◆ **Untersuchter Text**
_ _ _ _ _ _ _

Vereinigung Göttinger Werke

Schriftzug an Hausfassade restauriert, Göttinger Wirtschaftsgeschichte dokumentiert

Martin Rühlmann und Sven Arnold von Fa. Lisa Witte und Sohn pausen die Umrisse des Schriftzugs auf.

Ganz unscheinbar befindet sich seit knapp 100 Jahren an der Fassade des Gebäudes Hospitalstraße 10 ein Schriftzug: Vereinigung Göttinger Werke – Sartorius Werke, Gebr. Ruhstrat, Spindler & Hoyer Elektroschaltwerk. Im Sommer 2018 wurde der Schriftzug restauriert, eine Tafel erläutert die Hintergründe.

Messtechnikunternehmen in Göttingen und der Region haben eine einmalige Dichte und genießen Weltruf. Dass dies bereits vor über 100 Jahren der Fall war, wird an einem Haus in der Hospitalstraße 10 ersichtlich. Hier hatte die „Vereinigung Göttinger Werke“ ihren Sitz. Dieser Ort hat somit ein beträchtliches Gewicht für die Wirtschaftsgeschichte Göttingens.

_ _ _ _ _ _ _

◆ **Arbeitsmaterial**

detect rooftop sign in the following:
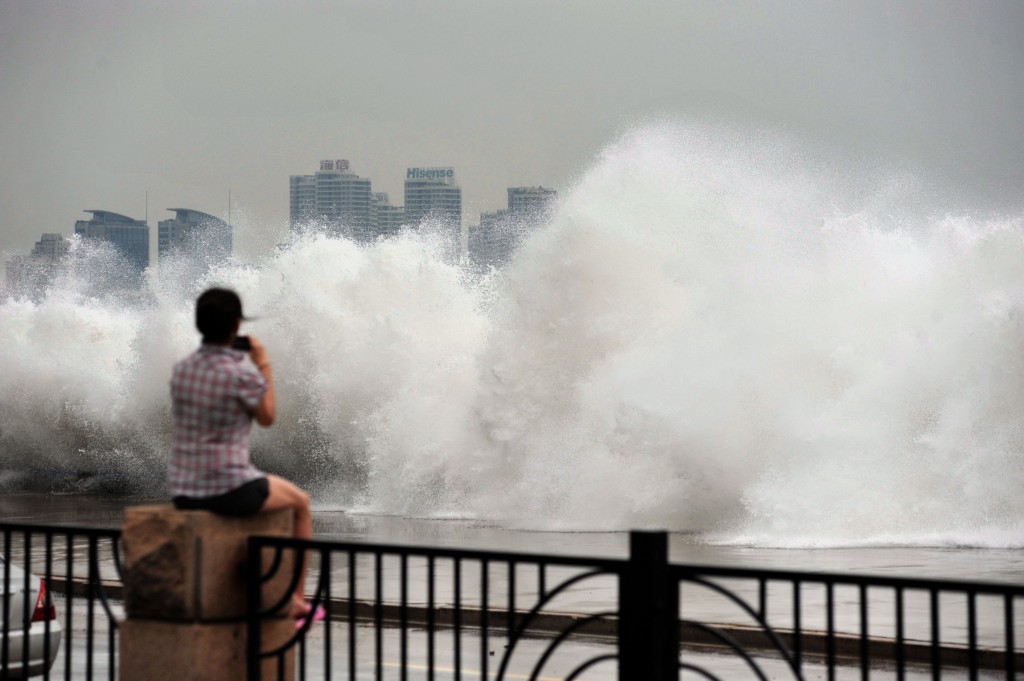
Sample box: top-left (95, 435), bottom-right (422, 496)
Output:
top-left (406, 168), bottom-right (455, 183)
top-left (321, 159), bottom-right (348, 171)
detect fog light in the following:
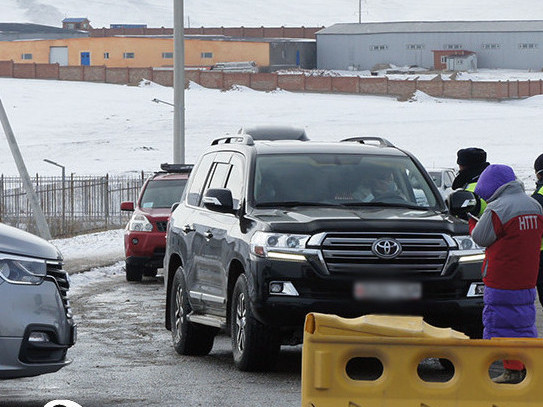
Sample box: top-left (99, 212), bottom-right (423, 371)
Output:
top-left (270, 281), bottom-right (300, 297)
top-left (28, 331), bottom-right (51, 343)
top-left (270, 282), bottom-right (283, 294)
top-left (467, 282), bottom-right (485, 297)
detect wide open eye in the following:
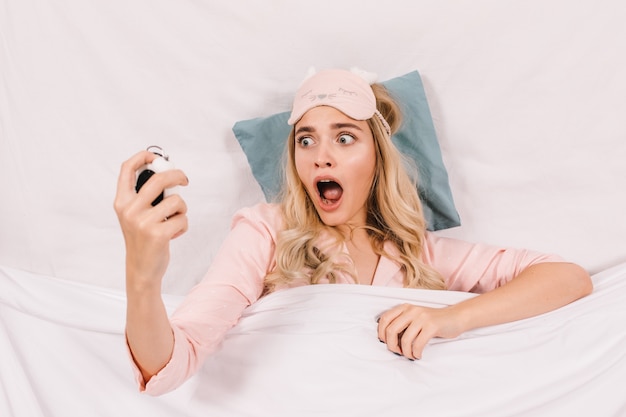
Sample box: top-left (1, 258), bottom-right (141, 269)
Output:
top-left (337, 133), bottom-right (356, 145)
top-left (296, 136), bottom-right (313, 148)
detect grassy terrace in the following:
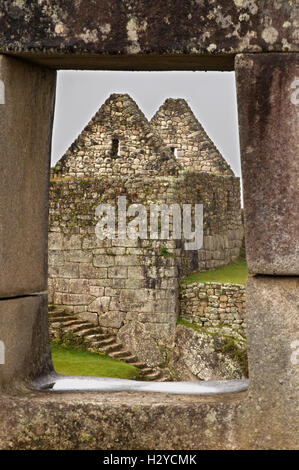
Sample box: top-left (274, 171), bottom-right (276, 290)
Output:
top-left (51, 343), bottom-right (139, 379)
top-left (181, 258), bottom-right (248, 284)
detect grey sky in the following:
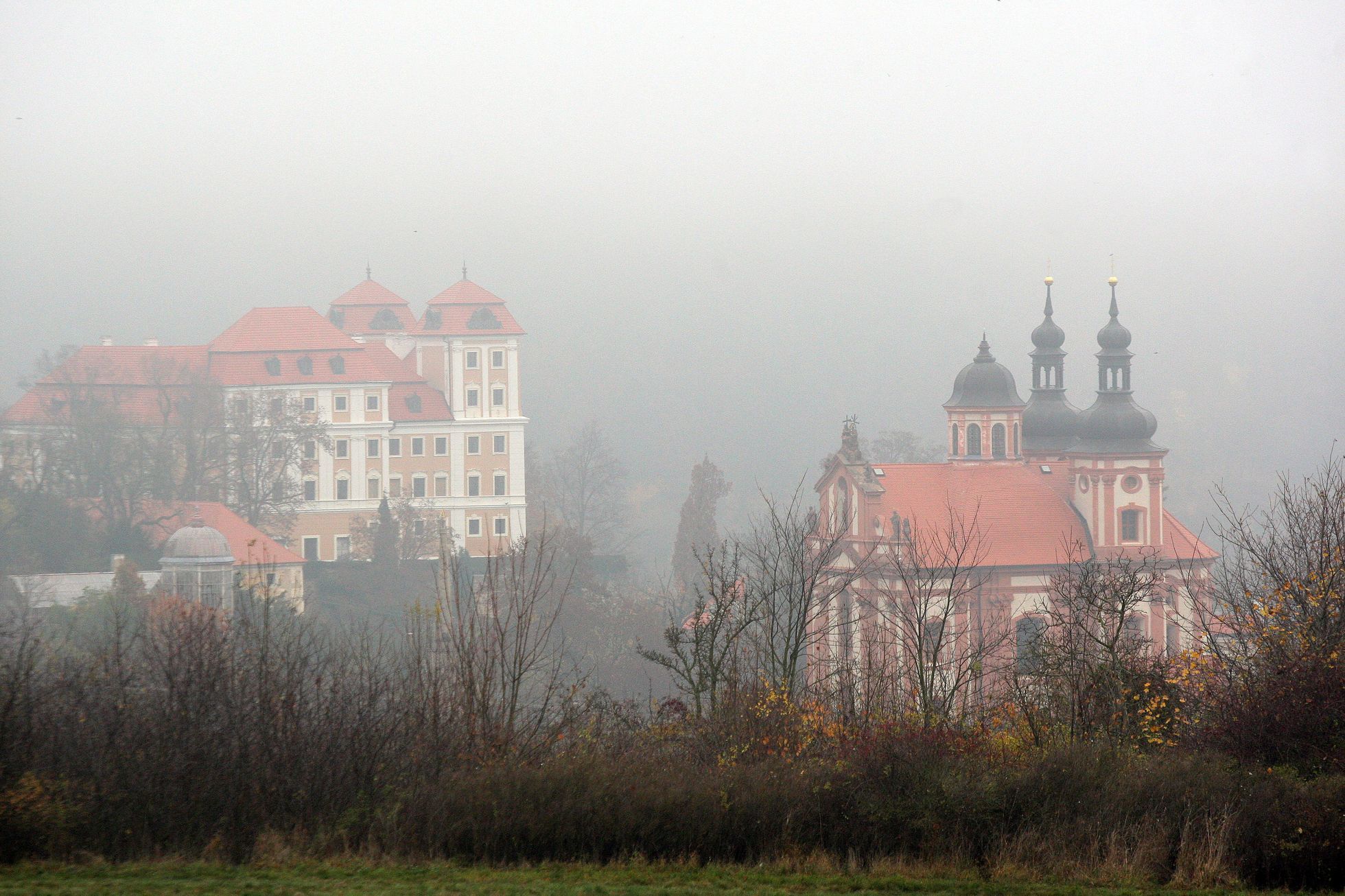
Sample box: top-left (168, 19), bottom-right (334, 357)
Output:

_ _ _ _ _ _ _

◆ **Aufgabe 1**
Beantworte die folgenden Fragen anhand des Textes über den Schriftzug.
(a) An der Fassade welches Gebäudes befindet sich der Schriftzug?
(b) Wann wurde der Schriftzug restauriert?
(c) Von welcher Firma sind Martin Rühlmann und Sven Arnold?
◆ **Aufgabe 2**
Fasse im Text über den Schriftzug den Absatz, der mit „Messtechnikunternehmen in Göttingen“ beginnt, kürzer zusammen und behalte dabei seine wesentlichen Fakten bei.

◆ **Antwortbereich 1**
(a) Am Gebäude Hospitalstraße 10.
(b) Im Sommer 2018.
(c) Von der Fa. Lisa Witte und Sohn.

◆ **Antwortbereich 2**
Die Messtechnikunternehmen in Göttingen und der Region sind außergewöhnlich dicht angesiedelt und weltbekannt, und das schon seit über 100 Jahren. Das zeigt das Haus Hospitalstraße 10, einst Sitz der „Vereinigung Göttinger Werke“ und daher bedeutend für Göttingens Wirtschaftsgeschichte.